**WHAT THE EXERCISE ASKS**
Can you transcribe every record below exactly as it appears?
------ DATA ENTRIES ------
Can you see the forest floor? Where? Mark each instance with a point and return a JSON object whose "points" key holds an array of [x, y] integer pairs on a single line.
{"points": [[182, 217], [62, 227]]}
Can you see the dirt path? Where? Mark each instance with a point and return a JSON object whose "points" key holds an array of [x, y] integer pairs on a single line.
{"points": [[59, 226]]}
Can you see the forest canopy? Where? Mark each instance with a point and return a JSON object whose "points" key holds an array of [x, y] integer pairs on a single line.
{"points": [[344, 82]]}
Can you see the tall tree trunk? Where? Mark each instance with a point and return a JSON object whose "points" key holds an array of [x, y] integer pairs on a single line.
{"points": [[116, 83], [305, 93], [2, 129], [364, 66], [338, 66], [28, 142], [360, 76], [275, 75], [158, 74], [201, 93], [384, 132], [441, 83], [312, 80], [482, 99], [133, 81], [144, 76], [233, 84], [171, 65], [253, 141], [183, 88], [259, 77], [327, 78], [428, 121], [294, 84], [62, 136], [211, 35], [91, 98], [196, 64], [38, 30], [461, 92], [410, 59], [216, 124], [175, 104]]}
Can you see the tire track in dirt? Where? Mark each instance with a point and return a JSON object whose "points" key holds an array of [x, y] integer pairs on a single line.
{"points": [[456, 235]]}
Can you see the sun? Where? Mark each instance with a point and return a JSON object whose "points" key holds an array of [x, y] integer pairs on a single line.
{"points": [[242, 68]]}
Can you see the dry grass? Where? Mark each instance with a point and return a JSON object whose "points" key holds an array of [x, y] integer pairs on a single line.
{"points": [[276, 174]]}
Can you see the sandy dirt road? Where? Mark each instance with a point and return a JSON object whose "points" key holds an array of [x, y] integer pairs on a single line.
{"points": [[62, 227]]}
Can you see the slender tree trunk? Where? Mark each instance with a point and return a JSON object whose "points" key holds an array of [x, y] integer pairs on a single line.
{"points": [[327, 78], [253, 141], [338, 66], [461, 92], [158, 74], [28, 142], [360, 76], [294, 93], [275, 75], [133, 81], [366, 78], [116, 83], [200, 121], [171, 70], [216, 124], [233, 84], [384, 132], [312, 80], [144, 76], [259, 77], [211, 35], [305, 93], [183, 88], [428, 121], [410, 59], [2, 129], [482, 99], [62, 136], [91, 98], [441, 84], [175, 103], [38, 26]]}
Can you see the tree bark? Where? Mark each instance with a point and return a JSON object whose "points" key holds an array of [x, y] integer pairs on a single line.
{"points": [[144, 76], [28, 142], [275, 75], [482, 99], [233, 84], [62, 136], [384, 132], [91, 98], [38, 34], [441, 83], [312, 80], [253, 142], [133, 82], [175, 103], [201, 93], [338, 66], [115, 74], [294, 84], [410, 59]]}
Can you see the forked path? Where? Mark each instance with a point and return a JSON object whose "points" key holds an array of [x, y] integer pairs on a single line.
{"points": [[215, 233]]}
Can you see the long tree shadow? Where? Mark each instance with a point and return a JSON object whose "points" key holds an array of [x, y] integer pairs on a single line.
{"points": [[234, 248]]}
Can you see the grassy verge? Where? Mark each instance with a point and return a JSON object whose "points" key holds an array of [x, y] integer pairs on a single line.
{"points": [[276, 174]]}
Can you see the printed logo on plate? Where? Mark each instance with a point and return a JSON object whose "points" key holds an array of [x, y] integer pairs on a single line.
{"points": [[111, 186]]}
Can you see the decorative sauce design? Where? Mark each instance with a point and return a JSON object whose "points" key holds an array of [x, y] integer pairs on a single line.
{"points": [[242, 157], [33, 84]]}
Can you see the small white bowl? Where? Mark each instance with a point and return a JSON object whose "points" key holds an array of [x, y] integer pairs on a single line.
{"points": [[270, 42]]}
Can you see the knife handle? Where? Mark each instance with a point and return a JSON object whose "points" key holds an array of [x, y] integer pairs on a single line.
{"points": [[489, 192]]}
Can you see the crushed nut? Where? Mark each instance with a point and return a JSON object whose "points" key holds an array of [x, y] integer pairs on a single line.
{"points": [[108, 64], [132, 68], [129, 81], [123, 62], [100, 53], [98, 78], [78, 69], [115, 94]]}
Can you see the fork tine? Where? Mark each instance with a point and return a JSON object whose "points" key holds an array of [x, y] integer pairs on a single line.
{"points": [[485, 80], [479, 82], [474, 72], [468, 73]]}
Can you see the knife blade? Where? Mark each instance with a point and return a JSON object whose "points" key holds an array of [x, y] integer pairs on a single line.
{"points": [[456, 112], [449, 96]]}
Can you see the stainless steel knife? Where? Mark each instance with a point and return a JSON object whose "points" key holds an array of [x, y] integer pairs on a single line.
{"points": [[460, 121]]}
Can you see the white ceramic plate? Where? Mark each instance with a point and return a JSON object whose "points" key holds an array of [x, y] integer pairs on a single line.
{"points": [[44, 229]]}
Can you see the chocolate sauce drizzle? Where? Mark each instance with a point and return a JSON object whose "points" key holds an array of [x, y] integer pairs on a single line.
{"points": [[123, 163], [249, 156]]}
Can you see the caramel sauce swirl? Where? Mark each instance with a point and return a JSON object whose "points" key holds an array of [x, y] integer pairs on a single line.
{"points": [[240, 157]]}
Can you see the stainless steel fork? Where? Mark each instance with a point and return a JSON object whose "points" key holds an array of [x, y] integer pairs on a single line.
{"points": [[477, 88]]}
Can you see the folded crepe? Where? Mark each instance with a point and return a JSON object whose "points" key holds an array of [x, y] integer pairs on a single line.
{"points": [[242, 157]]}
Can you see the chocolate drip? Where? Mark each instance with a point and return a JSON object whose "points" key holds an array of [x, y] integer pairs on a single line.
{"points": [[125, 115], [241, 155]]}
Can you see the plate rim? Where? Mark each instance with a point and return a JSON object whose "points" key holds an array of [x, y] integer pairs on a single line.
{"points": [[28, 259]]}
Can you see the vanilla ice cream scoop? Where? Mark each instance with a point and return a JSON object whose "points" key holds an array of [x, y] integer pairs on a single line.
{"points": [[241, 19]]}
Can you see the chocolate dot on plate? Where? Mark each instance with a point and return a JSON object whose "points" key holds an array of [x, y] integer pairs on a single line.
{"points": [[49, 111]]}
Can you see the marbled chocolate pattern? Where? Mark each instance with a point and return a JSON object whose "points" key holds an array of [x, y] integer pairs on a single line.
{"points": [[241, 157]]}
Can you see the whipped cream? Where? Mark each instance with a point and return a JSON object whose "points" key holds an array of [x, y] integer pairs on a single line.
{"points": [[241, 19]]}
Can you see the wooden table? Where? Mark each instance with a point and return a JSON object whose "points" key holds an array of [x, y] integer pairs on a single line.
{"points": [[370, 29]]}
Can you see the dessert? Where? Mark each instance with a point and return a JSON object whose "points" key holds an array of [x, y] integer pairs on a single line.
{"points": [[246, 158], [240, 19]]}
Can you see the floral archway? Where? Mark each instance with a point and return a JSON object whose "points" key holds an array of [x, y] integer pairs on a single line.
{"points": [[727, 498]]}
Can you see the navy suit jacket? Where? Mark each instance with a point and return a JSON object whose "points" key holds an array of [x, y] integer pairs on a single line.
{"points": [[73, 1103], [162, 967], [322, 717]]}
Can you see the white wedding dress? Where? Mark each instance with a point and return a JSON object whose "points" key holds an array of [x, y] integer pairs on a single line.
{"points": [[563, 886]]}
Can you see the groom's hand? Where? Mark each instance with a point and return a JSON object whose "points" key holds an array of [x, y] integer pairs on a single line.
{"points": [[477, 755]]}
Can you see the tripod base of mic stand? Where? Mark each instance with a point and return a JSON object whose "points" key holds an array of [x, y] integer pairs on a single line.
------
**WRITTEN ANSWER**
Can you see the forest floor? Where? Mark each instance with a point and return a JSON object whose "points" key holds an array of [x, y] integer pairs on a single line.
{"points": [[182, 217], [62, 227]]}
Can you see the dirt path? Where? Mark each instance with a point and return a JSON object whose "points" key holds an array of [x, y] integer pairs on a single line.
{"points": [[59, 226]]}
Can you see the forest canopy? Where? Mark each instance with a point and return a JSON object whose "points" key holds an array of [x, y] integer pairs on a single line.
{"points": [[344, 82]]}
Can you see the tall tree trunk? Where? Mark each instance with a point and return a JSON object whose "points" key holds an array of [x, y] integer pairs on a single line.
{"points": [[116, 83], [305, 93], [2, 129], [364, 66], [338, 66], [28, 142], [360, 76], [275, 75], [158, 74], [201, 93], [384, 132], [441, 83], [312, 80], [482, 99], [133, 81], [144, 76], [233, 84], [171, 65], [253, 141], [183, 88], [259, 77], [327, 78], [428, 121], [294, 84], [62, 136], [211, 35], [91, 98], [196, 64], [38, 30], [461, 92], [410, 59], [216, 124], [175, 104]]}
Can you see the tire track in dirt? Where? Mark each instance with a point and return a JSON object whose "points" key holds an array of [x, y] integer pairs on a single line.
{"points": [[456, 235]]}
Can you see the sun? Where? Mark each instance with a point and return a JSON object whose "points" key holds an array of [x, y] integer pairs on a single line.
{"points": [[242, 68]]}
Can you see the dry grass? Where? Mark each instance with a point and return a JSON object whose "points" key holds an array of [x, y] integer pairs on a single line.
{"points": [[276, 174]]}
Can you see the sandy dirt road? Where? Mark each instance with a point and return a JSON object whose "points" key holds an array of [x, y] integer pairs on a single line.
{"points": [[62, 227]]}
Can you see the slender tree trunk? Where? Mark each instance with a point and return a JSON object whose "points" key holds an array of [x, y] integer pairs on a single line.
{"points": [[327, 78], [253, 141], [338, 66], [461, 92], [158, 74], [28, 142], [360, 76], [294, 93], [275, 75], [133, 81], [366, 78], [116, 83], [200, 121], [171, 70], [216, 124], [233, 84], [384, 132], [312, 80], [144, 76], [259, 77], [211, 35], [305, 93], [183, 88], [428, 121], [410, 59], [2, 129], [482, 99], [62, 136], [91, 98], [441, 84], [175, 103], [38, 26]]}
Can you see the tree bark? Where? Mark each instance with a point and return a JSON object whose "points" key holds an array of [x, y] integer pairs on a single line.
{"points": [[144, 76], [28, 142], [275, 75], [482, 99], [233, 84], [62, 136], [384, 132], [91, 98], [38, 34], [441, 83], [312, 80], [253, 142], [133, 82], [175, 103], [201, 93], [338, 66], [115, 74], [294, 84], [410, 59]]}
Can you see the forked path? Where? Mark each instance with a point and return a JSON object whose "points" key holds an array of [x, y] integer pairs on a single line.
{"points": [[215, 233]]}
Can you see the long tree shadow? Where? Mark each instance with a point and return a JSON object whose "points" key holds an array of [x, y] integer pairs on a single line.
{"points": [[234, 248]]}
Can you see the grassy verge? Where? Mark each instance with a point and return a JSON object whose "points" key holds an array of [x, y] integer pairs on a single line.
{"points": [[276, 174]]}
Can you see the printed logo on plate? Where? Mark each instance with a point and return a JSON object whose "points" key holds an array of [x, y] integer pairs on a single line.
{"points": [[111, 186]]}
Can you see the decorative sauce design? Where? Mark each instance with a point and return a JSON object whose "points" key holds an array of [x, y] integer pairs on a single line.
{"points": [[242, 157], [33, 84]]}
Can you see the small white bowl? Where? Mark each instance with a point and return a JSON object whose "points" key holds an array of [x, y] integer pairs on a single line.
{"points": [[270, 42]]}
Can you see the knife handle? Where? Mark each instance with a point and return a JSON object whose "points" key holds an array of [x, y] integer pairs on a single line.
{"points": [[489, 192]]}
Can you see the crushed nut? Where? Mark each instance with a point and return a JSON object whose "points" key holds an array of [x, y] integer pairs on a single line.
{"points": [[108, 64], [132, 68], [129, 81], [123, 62], [100, 53], [98, 78], [78, 69], [115, 94]]}
Can you see the fork tine? Where? Mark each instance with a point and return a JSON object whose "points" key holds an array of [x, y] integer pairs on a single line.
{"points": [[485, 80], [479, 82], [474, 72], [468, 73]]}
Can you see the knife blade? Where? Mark each instance with a point and return a JSON object whose "points" key holds an array of [x, y] integer pairs on a single line.
{"points": [[456, 112], [449, 96]]}
Can you see the stainless steel knife? Where? Mark each instance with a point and return a JSON object whose "points" key holds an array of [x, y] integer pairs on a single line.
{"points": [[460, 121]]}
Can you see the white ceramic plate? Where? Mark each instance with a point and return a JSON object whose "points" key holds an array of [x, y] integer pairs on a single line.
{"points": [[44, 229]]}
Can you see the chocolate sauce drizzle? Where? Mark each instance with a point and return a JSON object whose "points" key holds an array of [x, y] integer pairs on a single line.
{"points": [[123, 163], [249, 156]]}
Can you see the caramel sauce swirl? Where? Mark each instance with a point and return a JSON object whose "points" key holds an array of [x, y] integer pairs on a single line.
{"points": [[240, 157]]}
Can you see the stainless steel fork? Where? Mark each instance with a point and return a JSON object whose "points" key holds an array of [x, y] integer pairs on a single line.
{"points": [[477, 88]]}
Can you see the folded crepe? Where? Mark each instance with a point and return a JSON object whose "points" key holds an array of [x, y] integer pairs on a single line.
{"points": [[242, 157]]}
Can you see the chocolate drip? Where? Mark each instance with a point and return a JSON object whose "points" key holds an array of [x, y] integer pairs on a single line.
{"points": [[125, 115], [241, 155]]}
Can you see the plate rim? Where? Mark each instance with a point and return a JSON object whose "points" key holds an array of [x, y] integer pairs on a single line.
{"points": [[28, 259]]}
Can you see the vanilla ice cream scoop? Where? Mark each instance with a point and return a JSON object whose "points" key holds an array of [x, y] integer pairs on a single line.
{"points": [[241, 19]]}
Can you see the chocolate dot on plate? Where? Mark each instance with a point and return a JSON object whose "points" key holds an array of [x, y] integer pairs on a single line.
{"points": [[49, 111]]}
Can you see the marbled chocolate pattern? Where? Mark each instance with a point and return a JSON object whose "points" key holds an array of [x, y] integer pairs on a single line.
{"points": [[241, 157]]}
Can you see the whipped cream? Where? Mark each instance with a point and return a JSON object whose "points" key holds an array of [x, y] integer pairs on a single line.
{"points": [[241, 19]]}
Can you see the wooden table? Where? Mark each instance with a point and return a JSON object whose "points" key holds an array of [x, y] integer pairs on a single line.
{"points": [[370, 29]]}
Can you see the dessert? Where? Mark each instance with a point and return a JSON object whose "points" key holds an array of [x, y] integer pairs on a single line.
{"points": [[246, 158], [240, 19]]}
Can you see the floral archway? Where? Mark each instance with a point and return a JSON object whose "points" key holds an array of [x, y] integer pairs on a single line.
{"points": [[727, 498]]}
Can you see the navy suit jacket? Where? Mark each instance with a point and return a JSON object whose "points" key holds an array of [x, y] integer pairs on a single line.
{"points": [[73, 1103], [162, 967], [322, 717]]}
Can you see the white wedding dress? Where? Mark each instance with a point and return a JSON object whose "points" key holds an array of [x, y] integer pairs on a single line.
{"points": [[563, 886]]}
Can you see the groom's hand? Where? Mark each instance with a point and return a JSON object whose "points" key holds an array of [x, y] integer pairs on a single line.
{"points": [[477, 755]]}
Can you see the tripod base of mic stand? Where? Mark each instance with a point and return a JSON object whose "points" key holds an array of [x, y] integer pairs on a single line.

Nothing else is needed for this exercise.